__Quoted passage__
=======
Another top management shuffle, this time at Celgene (NASDAQ: CELG). The company has named Robert Hugin as its new CEO. Currently president and COO, Hugin will replace Sol Barer (photo), who's been CEO since 2006 and chairman since 2007. The changes take effect June 16.
The news comes as Celgene reports strong Q1 performance and boosts its full-year revenue forecast by $100 million. The company posted a 44 percent increase in profits, aided by the fast-growing blood cancer drug Revlimid. That med grew sales for the quarter by 46 percent to $530 million, prompting the company to increase full-year projections for the drug by $100 million to a range of $2.1 billion to $2.3 billion.
Celgene also pleased observers by citing a small quarterly cost of $4 million from the U.S. healthcare reform law and estimating a full-year impact of up to $40 million. Next year, revenue is expected to suffer by up to $90 million, but there's a "lack of clarity" on a few of the law's provisions, making that forecast a bit iffy, the company said. Overall, however, the company said that reform should have only a "modest impact" on the company in the long term, Hugin said during the company's earnings call (as quoted by Dow Jones).
As for Hugin's impending assumption of leadership, analysts say investors shouldn't be fussed about the change. Sanford Bernstein analyst Geoffrey Porges wrote in an investor note that Hugin is "viewed positively for his steady hands." We'll have to wait and see how those hands do at the helm.
=======
__Information provided__
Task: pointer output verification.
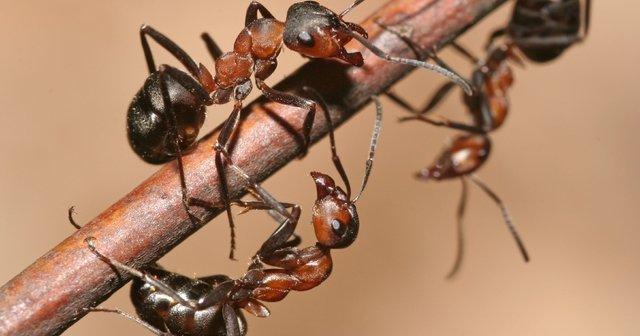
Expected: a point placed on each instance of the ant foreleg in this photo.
(505, 214)
(221, 149)
(293, 100)
(71, 212)
(90, 241)
(230, 318)
(252, 12)
(172, 124)
(131, 317)
(462, 205)
(167, 44)
(495, 35)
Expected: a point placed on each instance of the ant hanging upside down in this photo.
(466, 153)
(171, 304)
(167, 113)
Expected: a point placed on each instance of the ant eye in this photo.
(336, 226)
(306, 39)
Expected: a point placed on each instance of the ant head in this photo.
(335, 218)
(317, 32)
(463, 156)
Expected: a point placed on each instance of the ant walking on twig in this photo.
(488, 106)
(543, 29)
(166, 114)
(195, 308)
(162, 300)
(310, 29)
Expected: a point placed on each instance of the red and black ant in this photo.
(543, 29)
(166, 114)
(161, 299)
(211, 304)
(488, 106)
(310, 29)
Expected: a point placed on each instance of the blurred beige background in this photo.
(564, 164)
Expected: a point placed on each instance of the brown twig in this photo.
(48, 296)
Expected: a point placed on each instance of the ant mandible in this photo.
(544, 29)
(336, 225)
(466, 153)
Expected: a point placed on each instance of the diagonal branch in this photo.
(48, 296)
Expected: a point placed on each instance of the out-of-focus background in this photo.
(563, 163)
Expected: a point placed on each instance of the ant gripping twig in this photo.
(218, 298)
(488, 106)
(310, 29)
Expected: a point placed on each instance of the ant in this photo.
(488, 106)
(160, 298)
(544, 29)
(166, 114)
(165, 310)
(310, 29)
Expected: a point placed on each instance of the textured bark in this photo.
(48, 296)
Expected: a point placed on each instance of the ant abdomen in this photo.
(149, 133)
(161, 311)
(466, 154)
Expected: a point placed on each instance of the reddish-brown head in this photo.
(465, 155)
(335, 218)
(317, 32)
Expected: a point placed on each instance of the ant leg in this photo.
(495, 35)
(440, 94)
(172, 124)
(221, 156)
(350, 8)
(71, 212)
(459, 230)
(168, 45)
(587, 18)
(454, 77)
(212, 46)
(465, 52)
(230, 318)
(505, 215)
(131, 317)
(444, 122)
(332, 139)
(277, 216)
(252, 12)
(140, 275)
(292, 100)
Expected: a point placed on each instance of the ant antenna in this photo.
(334, 152)
(377, 127)
(462, 205)
(505, 215)
(415, 63)
(72, 211)
(350, 8)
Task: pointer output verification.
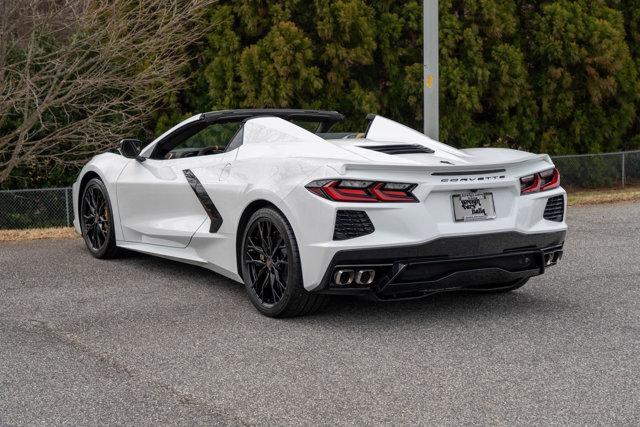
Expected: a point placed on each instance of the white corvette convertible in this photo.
(272, 199)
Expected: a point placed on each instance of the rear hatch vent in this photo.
(399, 149)
(554, 211)
(352, 224)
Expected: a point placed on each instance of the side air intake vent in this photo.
(554, 211)
(399, 149)
(352, 224)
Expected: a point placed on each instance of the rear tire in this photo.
(500, 288)
(271, 269)
(96, 220)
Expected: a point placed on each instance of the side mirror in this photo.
(130, 148)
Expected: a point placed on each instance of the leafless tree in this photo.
(77, 75)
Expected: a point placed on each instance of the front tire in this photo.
(96, 220)
(271, 269)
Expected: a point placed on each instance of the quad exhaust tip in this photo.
(346, 277)
(365, 277)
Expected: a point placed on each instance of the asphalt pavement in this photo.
(142, 340)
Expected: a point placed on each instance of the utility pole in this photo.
(431, 71)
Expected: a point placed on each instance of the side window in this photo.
(213, 139)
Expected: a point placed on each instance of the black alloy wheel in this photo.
(270, 266)
(267, 259)
(96, 220)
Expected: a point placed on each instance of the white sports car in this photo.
(272, 199)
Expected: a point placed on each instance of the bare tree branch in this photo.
(75, 76)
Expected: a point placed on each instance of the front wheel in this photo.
(271, 267)
(96, 220)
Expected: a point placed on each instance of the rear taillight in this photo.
(541, 181)
(359, 191)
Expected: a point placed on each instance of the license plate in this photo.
(473, 206)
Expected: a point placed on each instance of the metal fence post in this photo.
(66, 199)
(623, 171)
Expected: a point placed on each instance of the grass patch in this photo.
(38, 233)
(609, 195)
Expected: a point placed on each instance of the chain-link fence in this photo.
(52, 207)
(605, 170)
(48, 207)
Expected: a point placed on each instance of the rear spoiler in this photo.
(480, 168)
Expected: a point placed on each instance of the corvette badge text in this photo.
(482, 178)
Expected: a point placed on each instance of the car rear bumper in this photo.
(449, 263)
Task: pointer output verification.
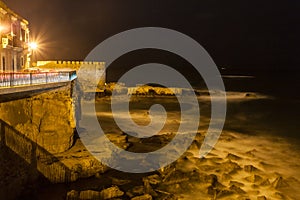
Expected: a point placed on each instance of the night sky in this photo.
(258, 34)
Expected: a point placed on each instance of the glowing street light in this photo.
(33, 46)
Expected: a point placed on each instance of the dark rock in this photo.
(72, 195)
(143, 197)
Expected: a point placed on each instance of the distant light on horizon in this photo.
(33, 45)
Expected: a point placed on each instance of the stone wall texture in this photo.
(47, 119)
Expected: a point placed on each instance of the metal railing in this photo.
(34, 78)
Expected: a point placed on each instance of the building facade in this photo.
(14, 32)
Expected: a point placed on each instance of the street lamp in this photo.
(33, 46)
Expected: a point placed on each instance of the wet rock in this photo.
(279, 183)
(116, 181)
(265, 182)
(175, 177)
(279, 195)
(254, 178)
(136, 191)
(111, 192)
(250, 95)
(261, 198)
(233, 157)
(250, 169)
(153, 179)
(236, 183)
(230, 167)
(148, 188)
(72, 195)
(237, 189)
(120, 140)
(143, 197)
(90, 194)
(226, 177)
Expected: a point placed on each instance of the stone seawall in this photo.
(47, 118)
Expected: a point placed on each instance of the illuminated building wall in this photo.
(14, 32)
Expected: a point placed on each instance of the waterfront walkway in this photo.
(23, 84)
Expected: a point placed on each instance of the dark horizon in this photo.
(248, 34)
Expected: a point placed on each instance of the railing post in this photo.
(2, 132)
(30, 81)
(10, 79)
=======
__Action item A__
Answer these questions about the Celgene article, one answer per line with matching marks:
(i) On what date do the leadership changes take effect?
(ii) By what percent did Revlimid sales grow for the quarter?
(iii) Which analyst, at which firm, said Hugin is "viewed positively for his steady hands"?
__Action item B__
In the Celgene article, rewrite the stretch from "Another top management" through "effect June 16.", substituting "chief executive" for each occurrence of "CEO".

__Exercise result A__
(i) June 16.
(ii) 46 percent, to $530 million.
(iii) Geoffrey Porges of Sanford Bernstein.

__Exercise result B__
Another top management shuffle, this time at Celgene (NASDAQ: CELG). The company has named Robert Hugin as its new chief executive. Currently president and COO, Hugin will replace Sol Barer (photo), who's been chief executive since 2006 and chairman since 2007. The changes take effect June 16.